Task instructions:
Copy all the records below, swapping "beige floor tile" for "gray floor tile" and leaving everything else unchanged.

Supplied material:

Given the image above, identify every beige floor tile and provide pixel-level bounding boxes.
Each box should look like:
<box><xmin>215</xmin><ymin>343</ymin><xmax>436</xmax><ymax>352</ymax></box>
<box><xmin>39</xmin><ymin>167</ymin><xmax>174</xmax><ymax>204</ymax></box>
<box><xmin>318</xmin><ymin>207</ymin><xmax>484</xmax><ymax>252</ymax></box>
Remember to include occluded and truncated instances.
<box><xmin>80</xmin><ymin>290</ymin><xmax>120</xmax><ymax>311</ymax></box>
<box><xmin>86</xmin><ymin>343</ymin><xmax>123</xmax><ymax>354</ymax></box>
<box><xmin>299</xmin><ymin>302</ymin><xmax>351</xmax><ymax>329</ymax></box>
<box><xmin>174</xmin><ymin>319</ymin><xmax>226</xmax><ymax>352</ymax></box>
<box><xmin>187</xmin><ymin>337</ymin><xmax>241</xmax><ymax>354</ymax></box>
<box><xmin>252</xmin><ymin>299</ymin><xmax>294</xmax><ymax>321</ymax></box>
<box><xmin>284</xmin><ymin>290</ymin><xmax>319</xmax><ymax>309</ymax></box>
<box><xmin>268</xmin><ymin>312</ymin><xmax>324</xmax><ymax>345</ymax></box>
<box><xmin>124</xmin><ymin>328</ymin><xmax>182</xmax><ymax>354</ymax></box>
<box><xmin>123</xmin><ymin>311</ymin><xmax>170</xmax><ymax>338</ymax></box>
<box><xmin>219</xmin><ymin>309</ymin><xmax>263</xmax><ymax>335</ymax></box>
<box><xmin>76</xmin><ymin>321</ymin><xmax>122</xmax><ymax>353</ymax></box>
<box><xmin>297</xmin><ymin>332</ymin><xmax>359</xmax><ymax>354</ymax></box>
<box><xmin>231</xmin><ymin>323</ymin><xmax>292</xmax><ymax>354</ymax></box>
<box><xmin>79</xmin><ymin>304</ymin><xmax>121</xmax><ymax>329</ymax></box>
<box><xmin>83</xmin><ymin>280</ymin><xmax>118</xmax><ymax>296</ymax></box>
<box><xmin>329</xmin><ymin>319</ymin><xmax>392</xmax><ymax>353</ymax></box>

Response to this exercise:
Given the image above, identify every gray floor tile and provide pixel-level bounding boxes.
Each box should look like:
<box><xmin>215</xmin><ymin>343</ymin><xmax>436</xmax><ymax>352</ymax></box>
<box><xmin>39</xmin><ymin>167</ymin><xmax>174</xmax><ymax>204</ymax></box>
<box><xmin>318</xmin><ymin>207</ymin><xmax>484</xmax><ymax>252</ymax></box>
Remember to include occluded and truncated instances.
<box><xmin>80</xmin><ymin>290</ymin><xmax>120</xmax><ymax>311</ymax></box>
<box><xmin>86</xmin><ymin>343</ymin><xmax>123</xmax><ymax>354</ymax></box>
<box><xmin>299</xmin><ymin>302</ymin><xmax>351</xmax><ymax>329</ymax></box>
<box><xmin>174</xmin><ymin>319</ymin><xmax>226</xmax><ymax>352</ymax></box>
<box><xmin>187</xmin><ymin>337</ymin><xmax>241</xmax><ymax>354</ymax></box>
<box><xmin>252</xmin><ymin>299</ymin><xmax>294</xmax><ymax>321</ymax></box>
<box><xmin>284</xmin><ymin>290</ymin><xmax>319</xmax><ymax>309</ymax></box>
<box><xmin>268</xmin><ymin>312</ymin><xmax>324</xmax><ymax>345</ymax></box>
<box><xmin>124</xmin><ymin>328</ymin><xmax>182</xmax><ymax>354</ymax></box>
<box><xmin>123</xmin><ymin>311</ymin><xmax>170</xmax><ymax>338</ymax></box>
<box><xmin>219</xmin><ymin>309</ymin><xmax>263</xmax><ymax>335</ymax></box>
<box><xmin>76</xmin><ymin>321</ymin><xmax>122</xmax><ymax>353</ymax></box>
<box><xmin>297</xmin><ymin>332</ymin><xmax>359</xmax><ymax>354</ymax></box>
<box><xmin>231</xmin><ymin>323</ymin><xmax>292</xmax><ymax>354</ymax></box>
<box><xmin>79</xmin><ymin>304</ymin><xmax>121</xmax><ymax>329</ymax></box>
<box><xmin>83</xmin><ymin>280</ymin><xmax>118</xmax><ymax>296</ymax></box>
<box><xmin>329</xmin><ymin>319</ymin><xmax>392</xmax><ymax>353</ymax></box>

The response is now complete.